◆ ABOUT THIS TASK: Take the lines below beginning at the line that has "271L263 278L272 273L274" and stopping after the line that has "positive clicks: (269, 120) (299, 122)", and print them exactly as they are, with no other lines.

◆ EXTRACTED MATERIAL:
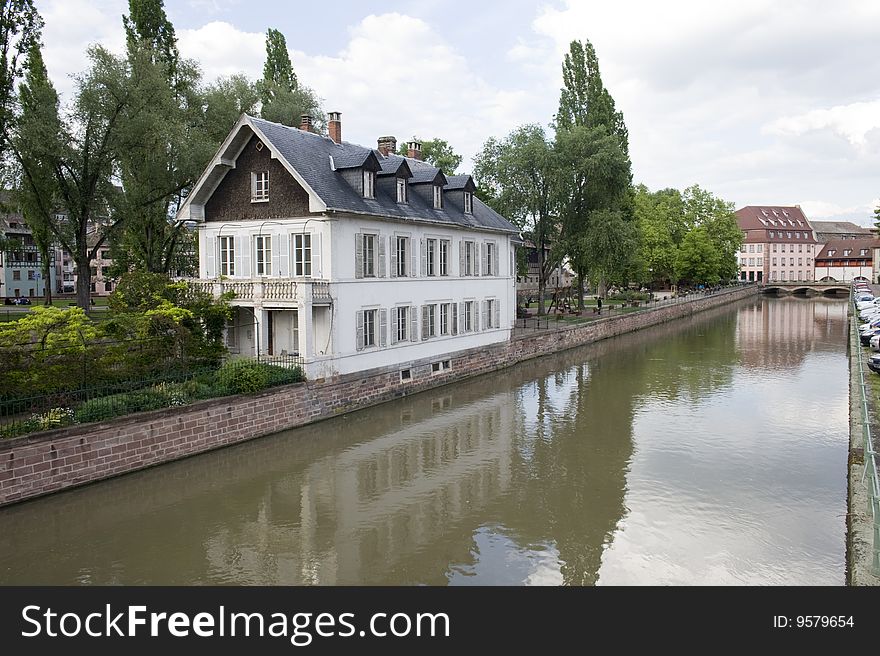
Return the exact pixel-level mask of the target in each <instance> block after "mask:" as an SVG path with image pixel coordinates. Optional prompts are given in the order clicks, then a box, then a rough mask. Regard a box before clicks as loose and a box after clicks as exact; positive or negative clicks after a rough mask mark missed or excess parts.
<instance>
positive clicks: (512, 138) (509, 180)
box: [474, 124, 559, 314]
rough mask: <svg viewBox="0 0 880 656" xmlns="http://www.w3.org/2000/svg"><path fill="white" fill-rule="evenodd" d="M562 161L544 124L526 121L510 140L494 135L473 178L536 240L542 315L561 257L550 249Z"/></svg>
mask: <svg viewBox="0 0 880 656" xmlns="http://www.w3.org/2000/svg"><path fill="white" fill-rule="evenodd" d="M557 176H558V161H557V157H556V153H555V150H554V146H553V142H552V141H550V140H549V139H548V137H547V135H546V133H545V132H544V129H543V128H542V127H541V126H540V125H535V124H530V125H523V126H521V127H519V128H517V129H516V130H514V131H513V132H512V133H511V134H510V135H509V136H508V137H507V138H505V139H503V140H501V141H499V140H498V139H495V138H494V137H492V138H490V139H489V140H488V141H486V143H485V144H483V149H482V150H481V151H480V153H479V154H478V155H477V158H476V165H475V168H474V177H475V178H476V179H477V180H478V184H479V186H480V189H481V194H482V195H483V197H484V198H486V202H488V203H489V204H490V206H491V207H492V208H493V209H494V210H496V211H497V212H499V213H500V214H501V215H502V216H505V217H507V218H508V219H509V220H510V221H512V222H513V223H514V224H515V225H517V226H518V227H519V228H521V229H523V231H524V233H525V234H526V235H527V236H528V238H529V239H530V240H531V241H532V243H533V244H534V247H535V249H536V251H537V257H538V271H539V274H538V295H539V304H538V312H539V314H543V313H544V302H543V299H544V290H545V288H546V286H547V280H548V278H549V277H550V274H551V273H552V271H553V269H554V268H556V266H557V265H558V264H559V257H558V255H557V254H556V253H554V252H553V251H552V249H553V247H554V245H555V244H556V241H557V237H558V235H559V221H558V214H557V211H558V202H557V200H558V199H557V194H556V182H557Z"/></svg>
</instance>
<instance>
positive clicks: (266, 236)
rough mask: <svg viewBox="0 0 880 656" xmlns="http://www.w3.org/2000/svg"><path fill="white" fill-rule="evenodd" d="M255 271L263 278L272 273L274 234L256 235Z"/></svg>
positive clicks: (254, 254)
mask: <svg viewBox="0 0 880 656" xmlns="http://www.w3.org/2000/svg"><path fill="white" fill-rule="evenodd" d="M266 240H268V242H267V241H266ZM267 243H268V248H266V245H267ZM267 256H268V257H267ZM261 257H262V261H261ZM267 264H268V266H267ZM267 269H268V273H267V272H266V270H267ZM254 272H255V274H256V275H257V276H260V277H261V278H265V277H268V276H271V275H272V235H254Z"/></svg>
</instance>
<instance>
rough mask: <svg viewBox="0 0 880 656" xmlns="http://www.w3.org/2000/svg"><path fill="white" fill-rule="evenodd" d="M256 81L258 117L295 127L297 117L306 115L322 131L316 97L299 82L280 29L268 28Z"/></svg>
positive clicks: (269, 120) (299, 122)
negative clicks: (258, 102) (258, 107)
mask: <svg viewBox="0 0 880 656" xmlns="http://www.w3.org/2000/svg"><path fill="white" fill-rule="evenodd" d="M257 84H258V89H259V94H260V100H261V102H262V108H261V110H260V116H262V118H264V119H266V120H267V121H273V122H275V123H281V124H282V125H291V126H293V127H299V125H300V117H301V116H302V115H303V114H307V115H309V116H311V117H312V119H313V129H315V130H317V131H319V132H323V131H324V130H325V128H326V122H325V120H324V111H323V110H322V109H321V101H320V99H319V98H318V96H317V94H316V93H315V92H314V91H313V90H312V89H309V88H308V87H305V86H301V85H300V84H299V81H298V80H297V79H296V73H294V72H293V64H292V63H291V61H290V53H289V52H288V51H287V41H286V40H285V38H284V35H283V34H282V33H281V32H279V31H278V30H275V29H272V28H269V30H268V31H267V32H266V62H265V64H264V65H263V79H261V80H260V81H259V82H258V83H257Z"/></svg>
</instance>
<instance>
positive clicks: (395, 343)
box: [390, 308, 398, 344]
mask: <svg viewBox="0 0 880 656" xmlns="http://www.w3.org/2000/svg"><path fill="white" fill-rule="evenodd" d="M397 329H398V322H397V308H391V340H390V343H391V344H397Z"/></svg>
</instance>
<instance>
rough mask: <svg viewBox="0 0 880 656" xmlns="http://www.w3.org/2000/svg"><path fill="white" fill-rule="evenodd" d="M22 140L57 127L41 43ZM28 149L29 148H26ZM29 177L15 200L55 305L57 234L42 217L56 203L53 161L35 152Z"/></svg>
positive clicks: (43, 278)
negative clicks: (55, 253)
mask: <svg viewBox="0 0 880 656" xmlns="http://www.w3.org/2000/svg"><path fill="white" fill-rule="evenodd" d="M19 103H20V106H21V117H22V124H23V126H25V132H24V134H22V135H21V136H22V138H23V139H39V138H41V137H42V135H41V133H42V131H43V130H45V129H49V130H51V129H53V128H58V127H59V125H58V113H57V108H58V94H57V93H56V92H55V88H54V87H53V86H52V83H51V82H50V81H49V75H48V73H47V71H46V66H45V64H44V63H43V55H42V53H41V51H40V46H39V44H38V43H34V44H33V45H32V46H31V51H30V53H29V55H28V69H27V74H26V76H25V79H24V82H23V83H22V84H21V85H20V87H19ZM31 131H33V133H31ZM25 152H27V151H25ZM27 167H28V170H29V171H30V177H29V178H28V179H27V180H24V179H20V180H18V181H17V184H16V193H15V200H16V202H17V204H18V206H19V208H20V209H21V213H22V217H23V218H24V220H25V223H27V225H28V226H29V227H30V229H31V233H32V235H33V238H34V243H35V244H36V246H37V251H38V252H39V254H40V262H41V274H42V278H43V281H44V282H45V303H46V305H51V304H52V273H53V272H52V254H53V251H54V242H55V239H54V236H53V234H52V231H51V230H50V228H49V224H48V222H47V221H45V220H43V211H42V208H43V207H45V208H52V207H54V206H56V205H57V202H58V201H57V198H56V187H55V180H54V175H53V172H52V170H51V168H50V162H49V161H48V160H46V159H43V158H41V157H39V155H36V156H35V157H34V158H32V159H30V160H29V161H28V162H27Z"/></svg>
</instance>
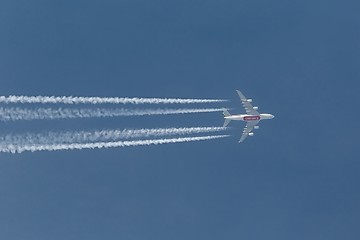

◆ YOUR SOLUTION:
rough mask: <svg viewBox="0 0 880 656" xmlns="http://www.w3.org/2000/svg"><path fill="white" fill-rule="evenodd" d="M255 271L263 278L272 273L274 234L256 235Z"/></svg>
positive clicks: (254, 254)
mask: <svg viewBox="0 0 880 656" xmlns="http://www.w3.org/2000/svg"><path fill="white" fill-rule="evenodd" d="M266 240H268V242H267V241H266ZM267 243H268V248H266V245H267ZM267 256H268V257H267ZM261 257H262V261H261ZM267 264H268V266H267ZM267 269H268V273H267V272H266V270H267ZM254 272H255V274H256V275H257V276H260V277H261V278H265V277H268V276H271V275H272V235H254Z"/></svg>
</instance>
<instance>
rough mask: <svg viewBox="0 0 880 656" xmlns="http://www.w3.org/2000/svg"><path fill="white" fill-rule="evenodd" d="M256 81L258 117L295 127L297 117L306 115L322 131L316 97L299 82L280 29L268 28Z"/></svg>
positive clicks: (269, 120) (299, 122)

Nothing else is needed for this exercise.